In cats, hyperproteinaemia and hypergammaglobulinemia should be suggestive of several infectious diseases, such as FIV, FeLV, and feline infectious peritonitis (FIP), as well as FeL [16,18,21,22,35,44]. It is a fact that, in the case of cats with hyperproteinaemia and hypergammaglobulinemia, clinicians did not include FeL in the differential diagnosis, as reported herein.

The antibody titre observed in this patient was significantly higher compared to other similar studies [16]. It is worth noting that this higher titre is not related to the disease clinical presentation in the patient and that even if the cats underwent several relapses during the observation period, the antibody titres decreased progressively from 1:1280 to 1:320. This finding is not surprising; in fact, high antibody titres in cats are not always related to the presence of clinical signs [45].

In the present case, the long-term allopurinol administration in monotherapy was safe and effective, resulting in the resolution of the lesions; moreover, the resolution of the clinical symptoms was faster compared to those observed in a similar case in which the complete healing of the clinical lesions appeared in about seven months [16]. Although allopurinol is generally well tolerated and side effects in cases were only observed on a few occasions [16,39,43,44,45,46], the administration of an oral therapy in cats is normally not well accepted by the owner and the patient. Indeed, the difficulty in administering the drug per os, especially for a long period in cats, generally leads to the interruption of the therapy. However, as observed in the case herein reported, the allopurinol administration guarantees a long survival period, as already observed [16]; this finding is in contrast with a study in which the estimated median survival time is three months after the first diagnosis and the life expectancy of L. Infantum-infected cats is not significantly influenced by therapy [47].

Nevertheless, as expected, the treatment was not effective in eliminating the parasite, as demonstrated by cytological testing in the subsequent follow-ups. Moreover, the sudden relapse at the interruption of the therapy could support the parasitostatic effect of allopurinol and the sudden reactivation of the previous infection when the drug is not administered. The reappearance of lesions in the same anatomical area just after the interruption of the therapy suggests that the relapse is due to the reactivation of the previous infections, especially those that occurred in the months of non-vectorial transmission. However, during these two years of observation, the owners did not administer any preventative measure against sand flies, and new infections cannot be ruled out.

Treatment of FeL should always be attempted, since it provides an amelioration of health conditions and therefore animal welfare. Additionally, treatment does provide a reduction of the parasite load, which, in turn, may result in a lower infectivity to sand fly vectors. Nevertheless, it is also essential to adopt preventative strategies (e.g., pyrethroids with an anti-feeding effect on sand flies) in infected/diseased cats, as these protect the treated animal from new infections and, importantly, block the reservoir role of infected animals to sand files [14,24].

5. Conclusions

Even if Leishmania spp. is acknowledged today as being a possible cause of disease in cats, it is usually still not considered in the diagnostic routine of veterinarians.

Despite scepticism about the effect of the FeL therapy on the health status and survival time still existing, it is important to highlight that a specific therapy guarantees a better quality of life and a longer survival time. In addition, treatment significantly reduces parasite load, which, in turn, results in a better control of transmission, since infected cats may serve as a source of infection for sand fly vectors. Veterinarians must be aware of the susceptibility of cats to Leishmania infection, the different clinical presentations of the disease in cats compared to dogs, and the importance of treating infected patients and of proposing, like for dogs, preventative strategies by means of repellent products.

[Extracted data entries]
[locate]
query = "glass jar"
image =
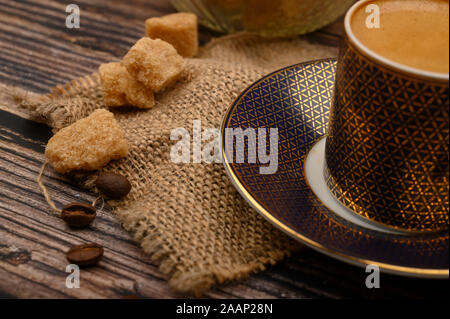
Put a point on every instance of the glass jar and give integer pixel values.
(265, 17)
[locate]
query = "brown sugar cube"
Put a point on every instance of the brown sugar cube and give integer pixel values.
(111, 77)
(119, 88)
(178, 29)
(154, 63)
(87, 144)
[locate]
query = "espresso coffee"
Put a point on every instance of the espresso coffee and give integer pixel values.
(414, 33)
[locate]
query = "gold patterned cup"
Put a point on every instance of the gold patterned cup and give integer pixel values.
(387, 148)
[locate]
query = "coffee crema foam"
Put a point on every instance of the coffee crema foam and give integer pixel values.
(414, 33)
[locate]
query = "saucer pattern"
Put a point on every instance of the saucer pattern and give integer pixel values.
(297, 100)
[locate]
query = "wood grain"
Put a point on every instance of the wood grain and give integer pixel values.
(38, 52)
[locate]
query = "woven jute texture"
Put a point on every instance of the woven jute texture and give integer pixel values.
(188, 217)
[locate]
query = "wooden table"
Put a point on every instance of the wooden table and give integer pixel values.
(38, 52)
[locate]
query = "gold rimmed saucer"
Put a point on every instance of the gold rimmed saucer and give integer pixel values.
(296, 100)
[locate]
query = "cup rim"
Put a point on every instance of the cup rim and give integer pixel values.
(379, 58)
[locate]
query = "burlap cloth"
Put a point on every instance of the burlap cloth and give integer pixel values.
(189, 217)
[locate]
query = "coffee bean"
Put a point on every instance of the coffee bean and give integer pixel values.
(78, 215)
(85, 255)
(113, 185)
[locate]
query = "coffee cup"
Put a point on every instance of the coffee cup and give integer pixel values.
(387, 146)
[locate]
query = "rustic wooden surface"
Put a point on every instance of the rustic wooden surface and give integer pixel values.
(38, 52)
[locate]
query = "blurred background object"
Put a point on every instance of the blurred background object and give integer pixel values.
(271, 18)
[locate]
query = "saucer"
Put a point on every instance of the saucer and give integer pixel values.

**Problem statement**
Set down the part of the passage on feline leishmaniasis between "5. Conclusions" and "routine of veterinarians.", inclusive. None of these records has anything to do with the passage on feline leishmaniasis.

**Written response**
5. Conclusions

Even if Leishmania spp. is acknowledged today as being a possible cause of disease in cats, it is usually still not considered in the diagnostic routine of veterinarians.